_RECORD SET_:
============================================================

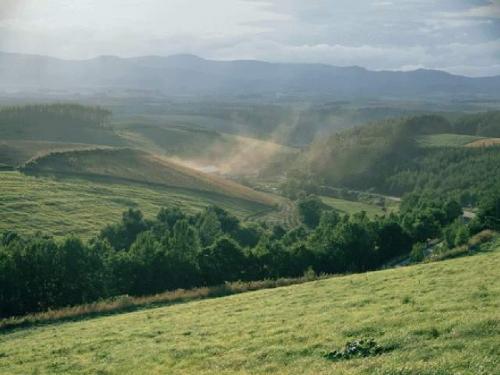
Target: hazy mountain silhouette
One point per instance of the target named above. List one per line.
(191, 75)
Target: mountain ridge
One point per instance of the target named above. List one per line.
(190, 75)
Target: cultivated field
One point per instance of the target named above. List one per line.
(438, 318)
(139, 166)
(79, 206)
(351, 207)
(447, 140)
(487, 142)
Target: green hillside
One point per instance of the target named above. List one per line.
(351, 207)
(84, 206)
(69, 123)
(138, 166)
(446, 140)
(438, 318)
(208, 150)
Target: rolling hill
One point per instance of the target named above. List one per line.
(67, 123)
(139, 167)
(187, 75)
(207, 150)
(437, 318)
(83, 206)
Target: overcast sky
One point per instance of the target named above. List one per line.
(460, 36)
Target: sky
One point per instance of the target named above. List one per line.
(458, 36)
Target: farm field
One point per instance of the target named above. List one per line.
(351, 207)
(82, 206)
(486, 142)
(447, 140)
(437, 318)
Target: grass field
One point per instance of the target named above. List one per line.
(446, 140)
(82, 207)
(432, 319)
(16, 153)
(139, 166)
(486, 142)
(351, 207)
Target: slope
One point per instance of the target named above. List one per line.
(438, 318)
(82, 207)
(192, 76)
(208, 150)
(141, 167)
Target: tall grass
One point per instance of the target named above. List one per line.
(126, 303)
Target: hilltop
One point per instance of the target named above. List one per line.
(139, 167)
(438, 318)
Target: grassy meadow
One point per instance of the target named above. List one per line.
(351, 207)
(438, 318)
(447, 140)
(82, 206)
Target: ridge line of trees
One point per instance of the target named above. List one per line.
(137, 256)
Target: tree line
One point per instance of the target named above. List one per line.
(137, 256)
(385, 157)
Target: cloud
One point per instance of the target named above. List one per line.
(458, 35)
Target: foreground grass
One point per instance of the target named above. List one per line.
(83, 207)
(438, 318)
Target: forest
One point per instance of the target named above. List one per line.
(138, 257)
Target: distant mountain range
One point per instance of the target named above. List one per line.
(188, 75)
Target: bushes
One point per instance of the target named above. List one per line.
(139, 257)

============================================================

_GOAL_: Rewrite all of the records above, replacing "instance" with "occurrence" everywhere and keeping everything else the same. Leave the pictures out.

_CORRECT RESPONSE_:
Target: hazy mountain silhouette
One point per occurrence of the target named above. List one per line.
(191, 75)
Target: mountain ridge
One point per occurrence of the target named above. List one per line.
(190, 75)
Target: cultivated field
One point per occurrence of the target named above. List one per line.
(438, 318)
(139, 166)
(79, 206)
(351, 207)
(447, 140)
(487, 142)
Target: green hillside
One point per occurrence of the target named above. List one per line.
(351, 207)
(84, 206)
(69, 123)
(138, 166)
(446, 140)
(438, 318)
(208, 150)
Target: rolling hill
One point per occurrence of the target named above. List one per line.
(67, 123)
(139, 167)
(187, 75)
(207, 150)
(437, 318)
(83, 206)
Target: overcast sky
One point per occurrence of the target named above. List one per line.
(460, 36)
Target: sky
One point per occurrence of the target named above. List one per line.
(458, 36)
Target: farm field
One point per occurrence of the target named above. List one per line.
(351, 207)
(82, 206)
(486, 142)
(447, 140)
(437, 318)
Target: grass field
One point per occurrence of the target named above. List one per line.
(446, 140)
(82, 207)
(432, 319)
(16, 153)
(139, 166)
(486, 142)
(351, 207)
Target: slope
One point per occurrence of the target named above. List one per line.
(438, 318)
(82, 207)
(192, 76)
(208, 150)
(141, 167)
Target: tall grass
One point per occurrence of the target named above. List one per line.
(126, 303)
Target: hilltop
One point per occurrence of the target named above. List one per line.
(139, 167)
(438, 318)
Target: grassy meadow
One point per occurrence of the target named above. List one per line.
(351, 207)
(438, 318)
(447, 140)
(82, 206)
Target: ridge line of trees
One point per occurrence of the target named above. List one per line.
(137, 256)
Target: tree line
One point per occurrence of the target named above. List one per line.
(137, 256)
(385, 157)
Target: cloud
One point per occurrence of the target named above. List one per line.
(458, 35)
Target: foreground grass
One point per occurrence of the target named above. List one per line.
(83, 207)
(438, 318)
Target: forest
One point per occurrence of the target named above. List one per line.
(138, 257)
Target: distant mountain range
One point per occurrence of the target named above. List one per line.
(188, 75)
Target: bushes
One point per occurrence of the target named above. List one per line.
(139, 257)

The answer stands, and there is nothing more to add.